FIG. 8 schematically illustrates the manner in which the FIG. 7 pattern engulfs the head of the user.

DESCRIPTION OF THE PREFERRED EMBODIMENTS

The Figures, except for FIG. 6, all relate to the same embodiment. The embodiment described is a cell phone 10.

As shown in FIG. 1, when the cell phone 10 is in a closed state, two antennas 12, 14 lie flush against an antenna base 16. When the phone 10 is to be used, the user swings open the two cell phone halves as shown in FIG. 2. This exposes the keyboard 18 and mouthpiece 19.

As shown in FIG. 3, the user slides the antenna base 16 to a protracted position so that the ear piece 20 and screen 22 are exposed and the phone 10 is in condition to be used.

As shown in FIG. 4, the two antennas 12, 14 are rotated up into a ready-to-transmit state. These two antennas 12, 14 are a known patch type of directional antenna. They are discussed in the text entitled: “Antenna Theory and Design” (2nd Ed.) by Stutzman and Theile, published by John Wiley and Sons (1998). Chapter 5 therein discusses, among other things, patch type antennas.

Each antenna 12, 14 is designed to transmit information in a cone of radiated electromagnetic energy such as shown in FIG. 5. The antenna 14 is designed to transmit the cone in a forward direction and the antenna 12 in a backward direction. Two antennas thereby increase the likelihood of successful communication. However, a phone having only a single antenna, such as the antenna 14, would be operable and would perform the function of this invention.

Information shown ▸
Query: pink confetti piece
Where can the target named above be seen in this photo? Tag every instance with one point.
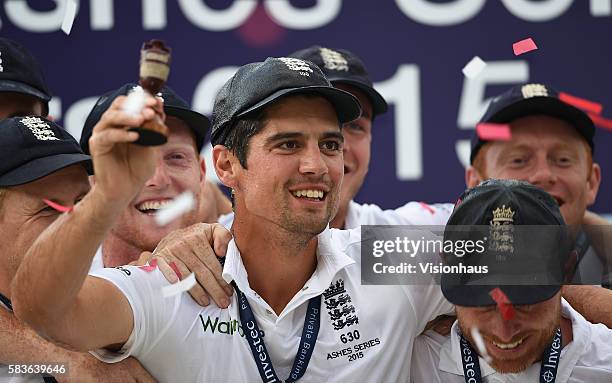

Directives ▸
**A)** Repeat everything in the cell phone description from "As shown in FIG. 1, when" down to "to be used.".
**B)** List every part of cell phone 10 that the cell phone description identifies by a reference numeral, and give each numeral.

Answers for the tasks ▸
**A)**
As shown in FIG. 1, when the cell phone 10 is in a closed state, two antennas 12, 14 lie flush against an antenna base 16. When the phone 10 is to be used, the user swings open the two cell phone halves as shown in FIG. 2. This exposes the keyboard 18 and mouthpiece 19.

As shown in FIG. 3, the user slides the antenna base 16 to a protracted position so that the ear piece 20 and screen 22 are exposed and the phone 10 is in condition to be used.

**B)**
- Antenna 12
- Antenna 14
- Antenna base 16
- Keyboard 18
- Mouthpiece 19
- Ear piece 20
- Screen 22